Written task -
Present every line below as a JSON list of strings, one string per line, leaving out blank lines and the pictures.

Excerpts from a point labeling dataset
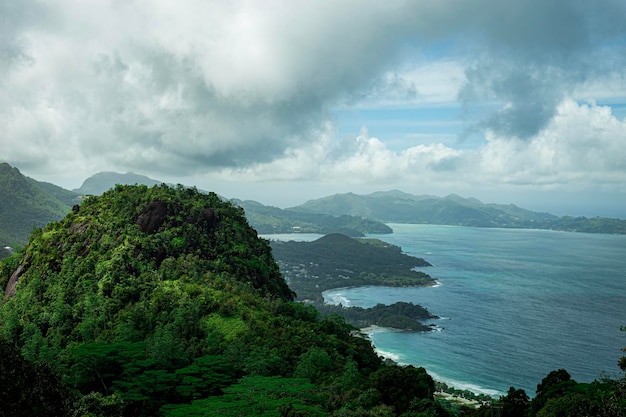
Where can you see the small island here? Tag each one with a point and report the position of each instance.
(338, 261)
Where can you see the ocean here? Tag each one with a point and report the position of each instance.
(514, 304)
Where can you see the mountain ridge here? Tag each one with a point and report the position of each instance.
(398, 207)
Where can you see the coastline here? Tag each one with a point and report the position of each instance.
(453, 395)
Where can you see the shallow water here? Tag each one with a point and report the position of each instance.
(515, 305)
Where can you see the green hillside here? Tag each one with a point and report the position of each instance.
(104, 181)
(26, 204)
(399, 207)
(163, 302)
(267, 219)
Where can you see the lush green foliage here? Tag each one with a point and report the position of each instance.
(398, 207)
(184, 313)
(267, 219)
(336, 261)
(400, 315)
(26, 204)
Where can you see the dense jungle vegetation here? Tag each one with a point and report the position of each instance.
(164, 302)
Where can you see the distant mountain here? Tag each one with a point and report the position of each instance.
(396, 206)
(267, 219)
(104, 181)
(26, 204)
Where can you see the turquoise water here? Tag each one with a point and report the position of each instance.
(514, 305)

Task result -
[
  "Where can you see the small island here? Tag each one with a point and report the position of each instance.",
  "(338, 261)",
  "Where can you see the ocean here? Tag each one with a point and report the position of each instance.",
  "(514, 304)",
  "Where can you see the mountain ridge here? Tag each one with a point and report the position of each instance.",
  "(398, 207)",
  "Where can you see the coastline here? Tag each one with a point and report the position of each instance.",
  "(453, 395)",
  "Where can you see the shallow water here? Tag each one with a point and report the position of each instance.",
  "(515, 305)",
  "Where can you see the green hillside here? Tag each one with a point and report the position of each instance.",
  "(104, 181)",
  "(26, 204)",
  "(399, 207)",
  "(163, 302)",
  "(267, 219)",
  "Where can you see the lush green foliage here? Tag each one with a point and report the position of each instance.",
  "(398, 207)",
  "(184, 313)",
  "(267, 219)",
  "(336, 261)",
  "(400, 315)",
  "(26, 204)",
  "Where can you see the dense jungle vegetation here? Tag each one with a point and report the position of each instance.",
  "(164, 302)",
  "Where can you see the distant mountain here? Tag each one with a point and report the position of each instance.",
  "(396, 206)",
  "(267, 219)",
  "(104, 181)",
  "(26, 204)",
  "Where can you see the turquoise water here? Tag each one with a point and report the position of each instance.",
  "(514, 305)"
]